#### [Problem to solve]
Scan the data. Collect each line that contains the word "This".

#### [Natural-language object grounding data]
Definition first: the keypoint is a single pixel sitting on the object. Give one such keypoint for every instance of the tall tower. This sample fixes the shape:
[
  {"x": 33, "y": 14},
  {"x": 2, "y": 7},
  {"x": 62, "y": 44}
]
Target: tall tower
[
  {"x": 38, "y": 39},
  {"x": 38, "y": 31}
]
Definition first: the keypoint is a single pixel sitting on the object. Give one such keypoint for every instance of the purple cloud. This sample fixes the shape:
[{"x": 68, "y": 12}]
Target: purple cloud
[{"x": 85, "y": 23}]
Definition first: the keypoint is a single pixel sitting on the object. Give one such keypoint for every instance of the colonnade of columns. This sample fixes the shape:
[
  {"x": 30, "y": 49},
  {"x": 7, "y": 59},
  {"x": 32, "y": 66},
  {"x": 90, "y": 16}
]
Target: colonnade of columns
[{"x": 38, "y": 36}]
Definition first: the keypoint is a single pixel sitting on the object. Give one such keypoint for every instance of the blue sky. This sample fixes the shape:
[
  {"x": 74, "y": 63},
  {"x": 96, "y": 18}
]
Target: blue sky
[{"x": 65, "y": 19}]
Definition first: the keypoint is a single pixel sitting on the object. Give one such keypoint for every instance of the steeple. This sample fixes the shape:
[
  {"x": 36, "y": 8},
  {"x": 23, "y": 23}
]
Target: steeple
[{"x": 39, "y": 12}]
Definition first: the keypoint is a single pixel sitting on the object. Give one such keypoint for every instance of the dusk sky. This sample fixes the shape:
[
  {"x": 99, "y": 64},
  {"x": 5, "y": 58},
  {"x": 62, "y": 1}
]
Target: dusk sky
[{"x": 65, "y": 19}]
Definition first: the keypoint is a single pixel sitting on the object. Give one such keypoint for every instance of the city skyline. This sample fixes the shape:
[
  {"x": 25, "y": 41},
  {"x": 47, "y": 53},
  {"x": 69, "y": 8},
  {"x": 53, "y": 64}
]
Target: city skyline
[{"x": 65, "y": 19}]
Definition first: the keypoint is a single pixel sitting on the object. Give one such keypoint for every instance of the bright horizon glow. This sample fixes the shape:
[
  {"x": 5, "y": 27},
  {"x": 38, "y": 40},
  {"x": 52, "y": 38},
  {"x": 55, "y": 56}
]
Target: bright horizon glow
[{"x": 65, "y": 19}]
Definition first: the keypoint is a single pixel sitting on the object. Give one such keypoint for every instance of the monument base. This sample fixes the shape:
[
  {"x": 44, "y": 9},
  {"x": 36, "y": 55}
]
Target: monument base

#### [Exercise output]
Definition first: the keypoint is a single pixel sitting on the object. Give one such keypoint for every instance of the tall tower. This sample fixes the shape:
Definition first: the keypoint is a single pixel sitting on the object. Give one such keypoint for every instance of the purple cloud. This sample fixes the shape:
Definition first: the keypoint is a single pixel sitting on the object. Give one such keypoint for every instance of the colonnade of columns. This sample fixes the shape:
Definition first: the keypoint is a single pixel sitting on the object. Give one such keypoint for every instance of the blue sky. This sample fixes the shape:
Definition first: the keypoint is a single pixel sitting on the object. Give one such keypoint for every instance of the steeple. This sample fixes the shape:
Definition first: the keypoint is a single pixel sitting on the object. Give one such keypoint for every instance of the dusk sky. This sample fixes the shape:
Definition first: the keypoint is a single pixel sitting on the object. Give one such keypoint for every instance of the city skyline. This sample fixes the shape:
Definition first: the keypoint is a single pixel sitting on the object. Give one such keypoint for every instance of the bright horizon glow. This sample fixes the shape:
Definition first: the keypoint is a single pixel sitting on the object. Give one such keypoint for every instance of the monument base. This sample fixes the shape:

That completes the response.